──────── EXCERPTED PASSAGE ────────

With the post production phase of Justice Is Mind moving along according to schedule, my job now, in addition to managing the entire post production phase (yes, still directing!), has turned to marketing and distribution. Most independent filmmakers don’t have these departments, so what we rely on are trusted sources and contacts inside the industry and our own real world work experience. But in the end, as President Truman made famous, “The buck stops here.” When producing a film, every buck counts. And quite of few of those bucks go to film festival submission fees.
The film festival market is as mysterious as it is rewarding. Yes, I have a list of festivals I’m submitting Justice to. Some have “final” deadlines that come well before our completion date so we will be submitting as a “work in progress”. But others thankfully fall generally in line with our July 1 completion date. But like I did in magazine publishing I also do in filmmaking, I really don’t like what I call “rules of market”. There is this rule, even though it seems to be unwritten, that films should first be submitted to festivals to see what happens. Sure, I’ll just wait and wait and wait for a decision while my film could be losing momentum. Seriously, I was part of a feature film project as an actor a couple of years ago and the entire distribution strategy was getting into film festivals. I couldn’t believe it. There was never a plan B. The problem with that strategy is that if you don’t get into festivals (particularly the buyers markets) you can find yourself with many missed months of “buck making” opportunities for your film.
With the world premiere set for Justice Is Mind on August 18 in Albany, New York along with an industry screening planned for Los Angeles (date to be announced), there are a host of other screening opportunities for the project outside of the film festival market. First and foremost Justice Is Mind already has a non-exclusive digital distribution deal in place, so with one email and the transmission of deliverables, distribution is done. But that’s just part of the strategy and it’s an evolving one as this article in Sundance demonstrates the nuances of digital distribution. Yes, digital distribution is a science all by itself.

────────

■ **GIVEN EXERCISE A**: Could you repeat the labeled-point entries word for word, starting at the line containing "[mark] metal railing" and running through the final entry?

──────── PROVIDED DATA ────────

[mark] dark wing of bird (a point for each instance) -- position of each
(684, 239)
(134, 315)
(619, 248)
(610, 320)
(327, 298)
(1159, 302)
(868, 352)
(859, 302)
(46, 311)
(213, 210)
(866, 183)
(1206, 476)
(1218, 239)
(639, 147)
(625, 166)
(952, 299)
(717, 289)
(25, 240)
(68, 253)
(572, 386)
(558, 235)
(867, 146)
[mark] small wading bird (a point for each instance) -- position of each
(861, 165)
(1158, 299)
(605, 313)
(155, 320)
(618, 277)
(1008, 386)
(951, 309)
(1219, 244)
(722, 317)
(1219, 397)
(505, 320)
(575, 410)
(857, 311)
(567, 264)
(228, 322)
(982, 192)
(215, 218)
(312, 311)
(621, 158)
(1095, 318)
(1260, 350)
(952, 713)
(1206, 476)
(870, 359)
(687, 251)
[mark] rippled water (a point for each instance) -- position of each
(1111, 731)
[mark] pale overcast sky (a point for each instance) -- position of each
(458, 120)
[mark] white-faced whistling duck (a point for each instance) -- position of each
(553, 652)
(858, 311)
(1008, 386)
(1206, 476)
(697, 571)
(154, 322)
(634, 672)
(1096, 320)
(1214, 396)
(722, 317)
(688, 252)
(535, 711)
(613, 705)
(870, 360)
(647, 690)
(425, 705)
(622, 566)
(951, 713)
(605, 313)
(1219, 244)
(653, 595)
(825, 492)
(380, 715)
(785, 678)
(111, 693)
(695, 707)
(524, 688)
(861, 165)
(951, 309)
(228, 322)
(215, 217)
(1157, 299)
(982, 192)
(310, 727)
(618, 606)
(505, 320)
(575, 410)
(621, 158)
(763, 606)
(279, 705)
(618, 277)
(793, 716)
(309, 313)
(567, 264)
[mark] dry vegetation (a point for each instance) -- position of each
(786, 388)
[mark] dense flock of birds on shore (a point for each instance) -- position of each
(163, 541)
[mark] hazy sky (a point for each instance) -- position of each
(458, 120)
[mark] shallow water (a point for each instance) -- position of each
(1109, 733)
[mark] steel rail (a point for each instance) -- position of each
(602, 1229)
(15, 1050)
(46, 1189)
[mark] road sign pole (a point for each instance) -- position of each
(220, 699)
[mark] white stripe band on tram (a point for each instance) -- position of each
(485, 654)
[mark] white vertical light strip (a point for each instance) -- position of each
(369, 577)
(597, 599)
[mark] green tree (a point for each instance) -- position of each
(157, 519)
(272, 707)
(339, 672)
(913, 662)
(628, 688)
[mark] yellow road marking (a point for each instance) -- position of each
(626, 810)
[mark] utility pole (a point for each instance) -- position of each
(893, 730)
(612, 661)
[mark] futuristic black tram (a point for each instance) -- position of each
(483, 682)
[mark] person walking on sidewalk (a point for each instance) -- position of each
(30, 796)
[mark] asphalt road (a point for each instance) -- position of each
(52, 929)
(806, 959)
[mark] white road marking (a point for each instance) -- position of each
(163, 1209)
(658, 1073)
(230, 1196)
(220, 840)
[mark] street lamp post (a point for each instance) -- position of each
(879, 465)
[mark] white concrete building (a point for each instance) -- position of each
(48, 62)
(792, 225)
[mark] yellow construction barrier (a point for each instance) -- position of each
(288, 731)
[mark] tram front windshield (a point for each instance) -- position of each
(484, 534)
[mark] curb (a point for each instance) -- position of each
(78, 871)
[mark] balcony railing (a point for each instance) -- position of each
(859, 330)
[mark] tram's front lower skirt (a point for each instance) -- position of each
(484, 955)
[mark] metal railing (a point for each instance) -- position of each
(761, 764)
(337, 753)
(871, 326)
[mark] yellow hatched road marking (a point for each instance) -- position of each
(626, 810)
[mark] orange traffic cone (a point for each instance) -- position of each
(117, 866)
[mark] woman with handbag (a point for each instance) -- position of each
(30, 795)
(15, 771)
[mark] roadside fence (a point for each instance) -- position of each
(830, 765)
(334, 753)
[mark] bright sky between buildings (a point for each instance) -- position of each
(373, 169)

────────

■ **GIVEN EXERCISE B**: How would the post on marketing and distributing Justice Is Mind go on from its last sentence? Write the next part.

■ **EXERCISE OUTPUT A**:
[mark] metal railing (a point for each instance) -- position of each
(761, 764)
(337, 753)
(871, 326)
[mark] yellow hatched road marking (a point for each instance) -- position of each
(626, 810)
[mark] orange traffic cone (a point for each instance) -- position of each
(117, 866)
[mark] woman with handbag (a point for each instance) -- position of each
(30, 795)
(15, 771)
[mark] roadside fence (a point for each instance) -- position of each
(830, 765)
(334, 753)
[mark] bright sky between buildings (a point for each instance) -- position of each
(373, 169)

■ **EXERCISE OUTPUT B**:
Digital distribution can be very successful for a film, but it helps enormously if you have some terrestrial assistance. What it really comes down to is building awareness through word of mouth and that does come from screenings—theatrical or event. So while I am putting together a list of independent theatres to pitch, the one area that has shown great interest in Justice Is Mind is the science fiction community. This past week I finished up my pitch list of nearly 100 sci-fi conventions around the world to present Justice Is Mind for screening. The interest was successfully tested with the short film version Justice Is Mind: Evidence (another reason to produce a short first—market testing). On the practical front my first short film First World screened at over 20 conventions in numerous countries. As some of you know, the trailer for Justice Is Mind is screening during Boston Comic Con next weekend. Thank you Boston Comic Con!
While I love the glamour, pomp and visibility that come with a festival, I am anything if not practical. As a director I owe it to everyone involved in the project to get their work seen by the widest possible audience. But as a producer, it comes down to a return on investment.
At the end of the day filmmaking is about making bucks to be “scene” again.
The world premiere for Justice Is Mind will take place… The industry screening in Los Angeles will take place… I am pleased to announce that the following cities will be screening Justice Is Mind …We looking forward to presenting Justice Is Mind at….International Film Festival in… Yes, the majority of what I just mentioned has been accomplished and will be formally announced once all the final details are in place.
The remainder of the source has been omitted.